WHAT YOU SHOULD DO: Work through the data and say how many lines contain "below". The number alone is the answer.

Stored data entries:

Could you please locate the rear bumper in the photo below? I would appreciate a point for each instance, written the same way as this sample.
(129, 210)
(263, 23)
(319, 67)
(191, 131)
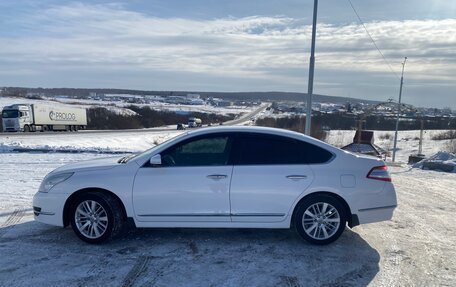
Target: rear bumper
(375, 206)
(48, 208)
(375, 214)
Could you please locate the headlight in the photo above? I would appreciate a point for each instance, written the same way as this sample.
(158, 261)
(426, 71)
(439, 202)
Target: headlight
(53, 180)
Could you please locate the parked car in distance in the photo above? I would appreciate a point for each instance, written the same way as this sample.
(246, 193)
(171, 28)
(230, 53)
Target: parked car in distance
(221, 177)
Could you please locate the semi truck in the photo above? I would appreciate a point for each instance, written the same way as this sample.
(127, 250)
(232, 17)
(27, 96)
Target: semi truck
(39, 117)
(195, 122)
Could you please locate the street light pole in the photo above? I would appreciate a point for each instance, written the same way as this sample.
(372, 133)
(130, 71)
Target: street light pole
(398, 110)
(311, 71)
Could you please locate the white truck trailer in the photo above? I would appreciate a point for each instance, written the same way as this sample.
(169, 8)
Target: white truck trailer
(38, 117)
(195, 123)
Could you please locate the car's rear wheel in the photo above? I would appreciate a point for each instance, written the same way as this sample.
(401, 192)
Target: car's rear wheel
(96, 217)
(320, 219)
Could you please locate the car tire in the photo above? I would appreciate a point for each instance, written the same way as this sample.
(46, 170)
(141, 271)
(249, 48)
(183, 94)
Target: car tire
(320, 219)
(96, 217)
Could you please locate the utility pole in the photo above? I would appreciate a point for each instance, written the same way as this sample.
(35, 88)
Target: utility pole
(398, 110)
(311, 71)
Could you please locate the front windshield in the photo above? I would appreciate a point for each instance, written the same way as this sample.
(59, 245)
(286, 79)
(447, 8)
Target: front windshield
(10, 114)
(150, 151)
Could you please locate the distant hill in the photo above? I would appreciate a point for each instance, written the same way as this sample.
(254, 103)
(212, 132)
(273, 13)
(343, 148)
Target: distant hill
(252, 96)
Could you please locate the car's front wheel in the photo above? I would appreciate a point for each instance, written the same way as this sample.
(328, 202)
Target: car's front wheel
(96, 217)
(320, 219)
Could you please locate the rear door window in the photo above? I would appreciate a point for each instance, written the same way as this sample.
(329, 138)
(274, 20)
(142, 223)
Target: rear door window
(261, 149)
(257, 149)
(202, 151)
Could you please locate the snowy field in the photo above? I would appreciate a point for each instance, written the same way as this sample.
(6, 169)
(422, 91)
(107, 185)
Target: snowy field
(121, 108)
(416, 248)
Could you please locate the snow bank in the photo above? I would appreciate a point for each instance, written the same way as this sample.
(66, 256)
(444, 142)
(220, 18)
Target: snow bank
(85, 142)
(443, 161)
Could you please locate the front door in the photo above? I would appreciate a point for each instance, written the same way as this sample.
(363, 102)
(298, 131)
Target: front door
(192, 183)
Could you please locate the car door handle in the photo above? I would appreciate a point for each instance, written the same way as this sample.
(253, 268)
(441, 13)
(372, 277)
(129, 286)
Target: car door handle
(296, 176)
(217, 176)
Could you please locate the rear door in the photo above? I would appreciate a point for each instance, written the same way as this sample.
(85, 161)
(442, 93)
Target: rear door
(269, 174)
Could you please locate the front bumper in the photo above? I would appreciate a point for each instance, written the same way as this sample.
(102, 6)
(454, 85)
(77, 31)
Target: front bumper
(48, 208)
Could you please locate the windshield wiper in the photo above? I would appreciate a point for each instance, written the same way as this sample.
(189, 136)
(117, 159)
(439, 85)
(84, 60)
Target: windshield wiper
(125, 159)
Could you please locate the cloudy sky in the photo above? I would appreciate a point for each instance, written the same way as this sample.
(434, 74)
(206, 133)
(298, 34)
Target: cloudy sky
(232, 45)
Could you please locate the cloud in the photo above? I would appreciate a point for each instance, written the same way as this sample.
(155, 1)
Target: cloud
(102, 38)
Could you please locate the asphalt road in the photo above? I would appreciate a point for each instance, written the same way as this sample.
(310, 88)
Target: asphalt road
(238, 121)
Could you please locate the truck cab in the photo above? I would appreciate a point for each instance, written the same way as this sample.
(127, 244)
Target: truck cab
(195, 122)
(16, 118)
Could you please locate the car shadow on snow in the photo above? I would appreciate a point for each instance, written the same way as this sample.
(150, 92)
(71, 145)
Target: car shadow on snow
(183, 257)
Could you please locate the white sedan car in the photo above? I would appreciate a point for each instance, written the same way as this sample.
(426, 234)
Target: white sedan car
(222, 177)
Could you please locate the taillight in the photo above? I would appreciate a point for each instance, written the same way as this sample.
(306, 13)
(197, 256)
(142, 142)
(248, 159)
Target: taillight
(379, 173)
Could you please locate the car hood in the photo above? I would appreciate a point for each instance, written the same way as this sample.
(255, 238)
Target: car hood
(88, 165)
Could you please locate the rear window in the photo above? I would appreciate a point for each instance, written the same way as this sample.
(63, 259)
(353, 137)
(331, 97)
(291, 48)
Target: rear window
(10, 114)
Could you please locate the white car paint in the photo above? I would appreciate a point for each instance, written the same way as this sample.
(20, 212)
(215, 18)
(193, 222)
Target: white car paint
(249, 196)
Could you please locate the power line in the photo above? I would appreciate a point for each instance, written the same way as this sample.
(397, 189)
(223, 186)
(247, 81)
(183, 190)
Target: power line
(372, 39)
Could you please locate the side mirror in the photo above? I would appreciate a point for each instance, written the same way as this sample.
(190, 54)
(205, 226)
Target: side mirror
(155, 160)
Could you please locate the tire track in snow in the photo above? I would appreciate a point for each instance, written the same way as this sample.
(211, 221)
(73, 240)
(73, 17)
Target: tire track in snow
(139, 267)
(12, 220)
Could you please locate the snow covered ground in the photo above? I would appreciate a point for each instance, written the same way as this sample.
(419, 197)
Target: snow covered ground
(416, 248)
(120, 107)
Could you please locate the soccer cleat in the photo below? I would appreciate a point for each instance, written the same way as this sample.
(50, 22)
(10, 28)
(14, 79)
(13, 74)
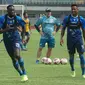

TASK ANSWER: 2